■ **Solicitud A**: ¿Puedes repetir palabra por palabra el fragmento del pasaje sobre el seguimiento de Jesús que empieza con "No perdamos mucho" y sigue hasta "abrirnos a la vida."?
■ **Solicitud B**: ¿Podrías retomar el pasaje sobre el seguimiento de Jesús y continuarlo a partir de su última oración?

Jesús les pone en guardia que en la vida de seguimiento no se puede estar “entre ambas aguas”, no se puede estar en la ambigüedad, en el si, pero no. Sobre todo, experimentan que la vida de seguimiento les lleva a otro modo de resituar las prioridades vitales y a liberar los propios apegos y afectos en su vivir cotidiano. La “casa”, la familia, en tiempos de Jesús no es lo que hoy entendemos por casa y familia en nuestra cultura, en el judaísmo de este tiempo no se es libre para abandonar la casa y lanzarse a la “aventura”, recordemos lo traumático del “hijo pródigo”. El deber de querer y cuidar a los padres es sagrado, pero Jesús, aunque nos chirríe, no confunde este deber con la sumisión y la dependencia. Jesús invita a asumir la propia vida sin excusas falaces, apegos paralizantes, dependencias tóxicas o miedos a la propia autonomía responsable. “Que cada uno cargue con su cruz…”
No perdamos mucho tiempo en si esto es imposible, inhumano, o una exigencia cruel… Es todo un proceso vital que durará hasta que terminemos nuestros días. Claro que el cristiano quiere a rabiar a sus padres y sus hijos, ¡eso faltaba!, pero también sabe que hasta lo más sagrado se nos puede convertir en un ídolo que nos mata la libertad y nos instala en los miedos paralizantes a dejarnos conducir por el Espíritu del Resucitado que nos hace hombres y mujeres libres para abrirnos a la vida.

■ **Registros aportados**:
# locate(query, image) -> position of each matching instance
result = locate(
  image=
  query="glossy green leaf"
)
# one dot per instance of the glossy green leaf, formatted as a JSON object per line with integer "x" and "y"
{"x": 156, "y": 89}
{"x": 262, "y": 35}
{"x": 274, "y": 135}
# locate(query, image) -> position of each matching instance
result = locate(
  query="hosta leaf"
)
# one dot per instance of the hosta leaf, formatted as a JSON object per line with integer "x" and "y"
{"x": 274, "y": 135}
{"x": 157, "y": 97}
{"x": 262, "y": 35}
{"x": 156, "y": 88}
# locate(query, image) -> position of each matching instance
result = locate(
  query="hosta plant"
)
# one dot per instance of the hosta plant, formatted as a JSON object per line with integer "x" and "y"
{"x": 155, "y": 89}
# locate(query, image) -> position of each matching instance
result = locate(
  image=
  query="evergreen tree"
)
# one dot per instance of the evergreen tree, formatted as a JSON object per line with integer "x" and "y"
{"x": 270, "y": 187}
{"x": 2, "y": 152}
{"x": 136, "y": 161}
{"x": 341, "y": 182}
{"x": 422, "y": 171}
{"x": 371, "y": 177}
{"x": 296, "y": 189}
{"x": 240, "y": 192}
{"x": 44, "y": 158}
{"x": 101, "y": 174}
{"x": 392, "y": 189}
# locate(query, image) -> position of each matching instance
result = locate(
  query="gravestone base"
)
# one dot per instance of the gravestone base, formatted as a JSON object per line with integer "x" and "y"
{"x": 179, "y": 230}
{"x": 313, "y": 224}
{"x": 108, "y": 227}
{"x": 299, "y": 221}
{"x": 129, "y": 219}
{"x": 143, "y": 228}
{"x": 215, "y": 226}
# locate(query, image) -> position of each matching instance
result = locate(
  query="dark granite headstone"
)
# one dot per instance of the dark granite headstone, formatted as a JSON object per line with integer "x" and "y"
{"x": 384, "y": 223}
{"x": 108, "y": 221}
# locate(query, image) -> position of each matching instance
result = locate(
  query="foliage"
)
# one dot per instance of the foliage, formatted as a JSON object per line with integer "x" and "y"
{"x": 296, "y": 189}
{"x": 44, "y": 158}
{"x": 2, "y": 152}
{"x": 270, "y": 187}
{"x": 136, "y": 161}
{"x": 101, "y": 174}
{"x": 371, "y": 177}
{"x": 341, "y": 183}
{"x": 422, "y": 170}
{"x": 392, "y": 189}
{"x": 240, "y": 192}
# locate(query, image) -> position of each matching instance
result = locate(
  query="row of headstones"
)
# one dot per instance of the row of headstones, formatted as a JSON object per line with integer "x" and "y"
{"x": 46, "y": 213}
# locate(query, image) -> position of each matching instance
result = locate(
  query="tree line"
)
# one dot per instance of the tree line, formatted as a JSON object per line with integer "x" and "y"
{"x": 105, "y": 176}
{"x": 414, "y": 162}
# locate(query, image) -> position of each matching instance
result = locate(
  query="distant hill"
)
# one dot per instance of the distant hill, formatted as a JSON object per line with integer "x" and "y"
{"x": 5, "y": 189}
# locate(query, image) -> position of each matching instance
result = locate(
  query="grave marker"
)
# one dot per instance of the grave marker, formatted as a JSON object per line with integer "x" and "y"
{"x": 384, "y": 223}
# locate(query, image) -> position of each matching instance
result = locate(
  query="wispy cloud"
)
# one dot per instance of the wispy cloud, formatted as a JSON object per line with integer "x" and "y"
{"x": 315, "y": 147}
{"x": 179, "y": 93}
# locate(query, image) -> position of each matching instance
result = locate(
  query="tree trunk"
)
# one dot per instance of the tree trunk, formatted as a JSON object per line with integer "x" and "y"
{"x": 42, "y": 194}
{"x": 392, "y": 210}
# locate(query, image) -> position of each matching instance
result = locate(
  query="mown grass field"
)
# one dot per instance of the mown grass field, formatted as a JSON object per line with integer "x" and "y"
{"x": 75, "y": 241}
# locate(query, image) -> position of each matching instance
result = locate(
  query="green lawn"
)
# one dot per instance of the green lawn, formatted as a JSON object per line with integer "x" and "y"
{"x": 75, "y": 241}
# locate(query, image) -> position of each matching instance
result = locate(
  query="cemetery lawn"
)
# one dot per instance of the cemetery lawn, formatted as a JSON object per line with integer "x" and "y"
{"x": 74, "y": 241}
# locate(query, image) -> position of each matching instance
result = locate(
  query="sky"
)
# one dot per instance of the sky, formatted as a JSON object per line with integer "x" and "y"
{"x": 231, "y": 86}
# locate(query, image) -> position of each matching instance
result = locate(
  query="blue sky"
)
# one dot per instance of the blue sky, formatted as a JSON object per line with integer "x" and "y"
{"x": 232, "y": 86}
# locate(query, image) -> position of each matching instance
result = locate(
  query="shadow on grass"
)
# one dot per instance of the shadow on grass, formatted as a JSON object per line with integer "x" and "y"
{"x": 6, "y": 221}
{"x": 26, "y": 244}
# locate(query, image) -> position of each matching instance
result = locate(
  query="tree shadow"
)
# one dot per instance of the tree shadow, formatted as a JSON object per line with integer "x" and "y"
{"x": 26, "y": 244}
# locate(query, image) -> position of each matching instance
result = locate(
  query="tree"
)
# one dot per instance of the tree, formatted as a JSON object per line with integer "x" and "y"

■ **Respuesta final A**:
No perdamos mucho tiempo en si esto es imposible, inhumano, o una exigencia cruel… Es todo un proceso vital que durará hasta que terminemos nuestros días. Claro que el cristiano quiere a rabiar a sus padres y sus hijos, ¡eso faltaba!, pero también sabe que hasta lo más sagrado se nos puede convertir en un ídolo que nos mata la libertad y nos instala en los miedos paralizantes a dejarnos conducir por el Espíritu del Resucitado que nos hace hombres y mujeres libres para abrirnos a la vida.

■ **Respuesta final B**:
Jesús nos dice genialmente que el que “pierde la vida por él” la encuentra, y viceversa, digo que es genial porque es la vida misma. Cuando mi vida la convierto en centro y pido que todo gire a mi alrededor, que todo esté a mi servicio, todo mi entorno se va enrareciendo, se hace asfixiante, se hace tóxico, huele sólo a cerrado, a más de lo mismo, el yo se hincha devorando todo lo que tiene alrededor y nunca queda saciado. Cuando soltamos la vida, cuando nos atrevemos a “perder” seguridades, imagen…, cuando nos desvivimos, cuando dejamos de convertirnos en el “ombligo” del mundo y descubrimos la centralidad de los pequeños que nos rodean en casa, en el trabajo, en la sociedad, en la Iglesia… descubrimos que compartir un vaso de agua fresca que alivie a otro es fuente de una profunda alegría… El que no pone su centro en el Compasivo que le abre a la vida y al otro, nunca descubrirá, repito, lo que es la alegría de compartir un vaso de agua fresca en el secarral en el que convertimos la vida.